● **YOUR OBJECTIVE**: Where a line in the entries below contains the word "emitted", it counts; give the total by itself.

● **RECORD SET**:
+++
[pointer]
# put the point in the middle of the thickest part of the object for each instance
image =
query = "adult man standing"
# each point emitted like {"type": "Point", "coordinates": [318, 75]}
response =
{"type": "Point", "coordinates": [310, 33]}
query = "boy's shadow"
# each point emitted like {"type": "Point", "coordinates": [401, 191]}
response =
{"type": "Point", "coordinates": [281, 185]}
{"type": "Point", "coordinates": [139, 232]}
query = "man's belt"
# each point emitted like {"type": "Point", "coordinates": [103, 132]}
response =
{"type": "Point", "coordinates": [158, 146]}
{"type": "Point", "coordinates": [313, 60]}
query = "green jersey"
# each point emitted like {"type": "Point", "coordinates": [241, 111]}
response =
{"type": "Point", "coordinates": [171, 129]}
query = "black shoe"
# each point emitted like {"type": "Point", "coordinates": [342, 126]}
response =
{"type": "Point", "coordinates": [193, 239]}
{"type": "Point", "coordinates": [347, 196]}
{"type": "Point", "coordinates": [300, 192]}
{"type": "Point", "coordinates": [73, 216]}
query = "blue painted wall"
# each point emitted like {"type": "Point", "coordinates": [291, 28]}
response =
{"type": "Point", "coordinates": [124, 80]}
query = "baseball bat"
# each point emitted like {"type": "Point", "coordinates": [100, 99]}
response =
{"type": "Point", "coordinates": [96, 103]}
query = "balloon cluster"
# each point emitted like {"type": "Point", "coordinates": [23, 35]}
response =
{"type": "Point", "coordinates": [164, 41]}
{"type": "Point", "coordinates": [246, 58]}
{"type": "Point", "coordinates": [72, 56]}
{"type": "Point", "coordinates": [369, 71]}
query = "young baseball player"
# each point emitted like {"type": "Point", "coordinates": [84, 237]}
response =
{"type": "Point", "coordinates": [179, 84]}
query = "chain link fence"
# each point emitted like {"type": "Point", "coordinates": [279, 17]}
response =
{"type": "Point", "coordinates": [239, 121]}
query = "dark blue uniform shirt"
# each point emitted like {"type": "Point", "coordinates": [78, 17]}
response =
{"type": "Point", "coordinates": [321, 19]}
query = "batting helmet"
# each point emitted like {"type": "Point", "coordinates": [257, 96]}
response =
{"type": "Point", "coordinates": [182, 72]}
+++
● **RESPONSE AREA**: 12